Texte fourni:
◇ ◇ ◇ ◇ ◇
La situation en Afrique du sud évolue
En Afrique du sud, une enquête auprès des ménages est effectuée depuis 2002, avec questionnaires et tests VIH anonymes. Cette enquête montre une stabilité entre 2002 et 2008 de la prévalence autour de 11 %. Elle est autour de 16 à 17 % chez les adultes de plus de 25 ans. La baisse de la prévalence a été observée chez les enfants. L’augmentation de la prévalence due aux antirétroviraux qui permettent la survie est estimée autour de 1,5 %. Des modélisations ont permis de montrer une tendance à la baisse de l’incidence de 2 à 1,3 % personnes/année chez les 15-49 ans, et cette baisse est plus marquée chez les jeunes femmes. On observe, en parallèle, une augmentation de l’utilisation du préservatif et de la connaissance du statut sérologique.
◇ ◇ ◇ ◇ ◇
Consigne 1:
D'après le texte sur le VIH en Afrique du Sud, pourquoi les antirétroviraux font-ils augmenter la prévalence ? Répondez en une ou deux phrases.
Consigne 2:
Reprenez le texte sur l'évolution du VIH en Afrique du Sud juste après sa dernière phrase et poursuivez-le.
◇ ◇ ◇ ◇ ◇
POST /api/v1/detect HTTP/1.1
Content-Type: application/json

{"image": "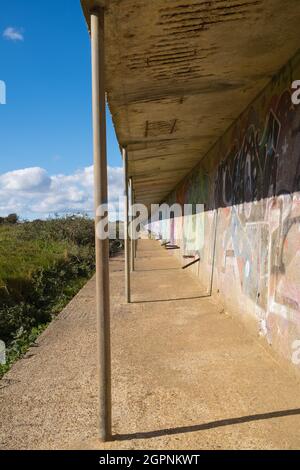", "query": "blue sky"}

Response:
[0,0,122,218]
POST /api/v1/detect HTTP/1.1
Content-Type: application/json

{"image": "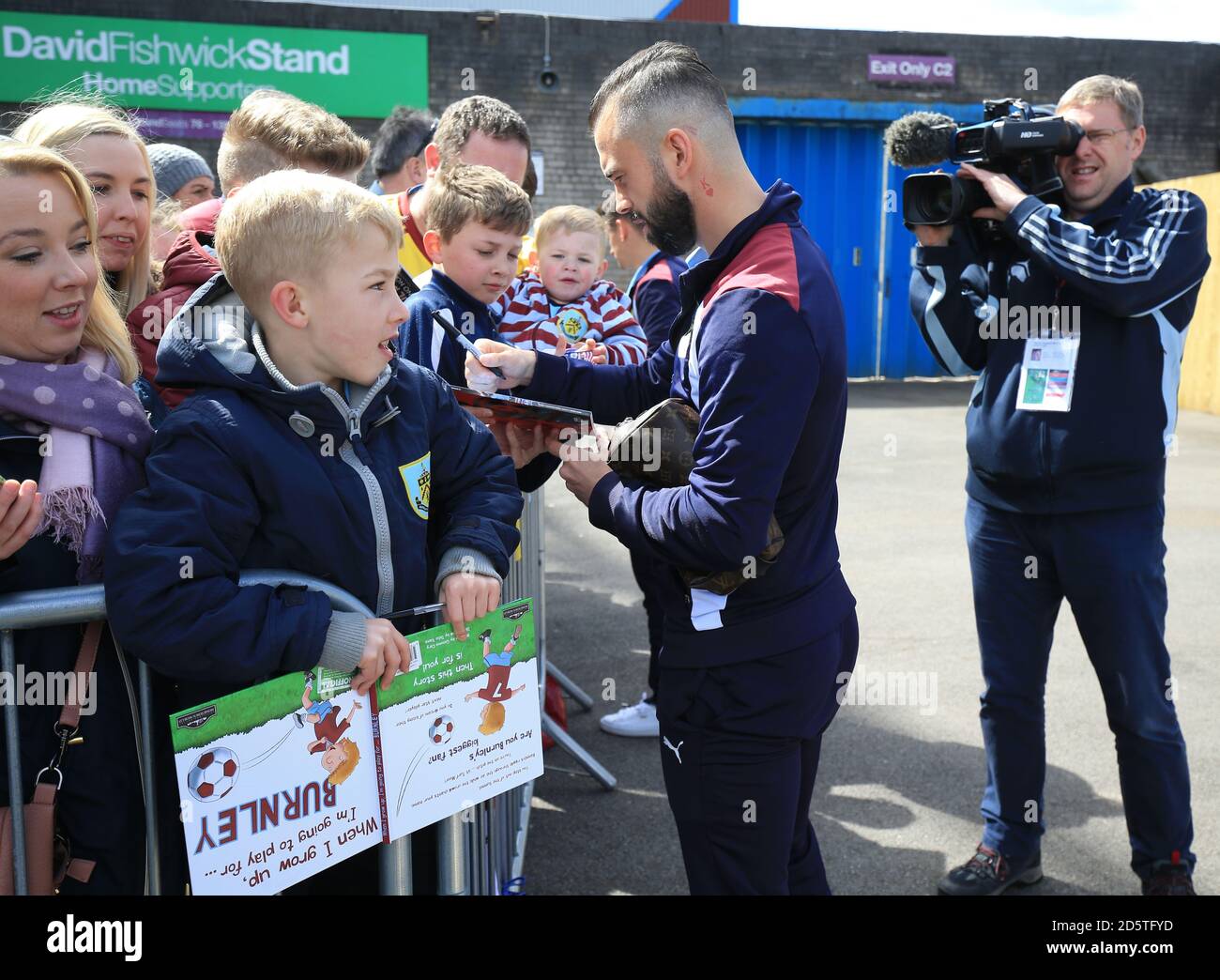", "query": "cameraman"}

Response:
◇ ◇ ◇ ◇ ◇
Réponse 1:
Les antirétroviraux permettent la survie des personnes infectées, qui continuent donc d'être comptées parmi les cas. Cette hausse de la prévalence est estimée à environ 1,5 %.

Réponse 2:
Le Kenya mène l'enquête
Au Kenya, l’étude a mesuré des indicateurs dans un échantillon représentatif de 17 040 personnes, avec questionnaires et tests VIH anonymes. 56 % déclarent n’avoir jamais été testés, 83 % déclarent être sexuellement actifs, 77 % rapportent une sexualité non systématiquement protégée. Il existe une forte association entre le fait de ne pas connaître son statut sérologique et déclarer une sexualité non protégée. A Mombasa (Kenya), une analyse des comportements chez 83  gays travailleurs du sexe rapportent que 59 % ont des clients de sexe féminin avec des pratiques sexuelles qui sont majoritairement des rapports vaginaux et souvent anaux. Mais ce sont ceux qui se prostituent  exclusivement avec des hommes qui ont plus de rapports réceptifs et plus de rapports non protégés. Les prises de risque sont associées au fait de ne pas se faire payer et à des partenaires réguliers. Enfin, toujours au Kenya, une étude a cherché à déterminer le rôle des couples séro-différents dans la dynamique de l’épidémie. L’étude a voulu caractériser les facteurs associés à la séro-différence au Kenya dans un échantillon représentatif. Les résultats indiquent 90 % de couples concordants négatifs, 6 % sérodifférents, 4 % concordants positifs. Les couples sérodifférents présentent plus souvent des facteurs de risque de contamination : une moins bonne connaissance du VIH, une infection HSV-2 d‘un des partenaires, pas de circoncision de l’homme et un désir d’enfant chez les couples.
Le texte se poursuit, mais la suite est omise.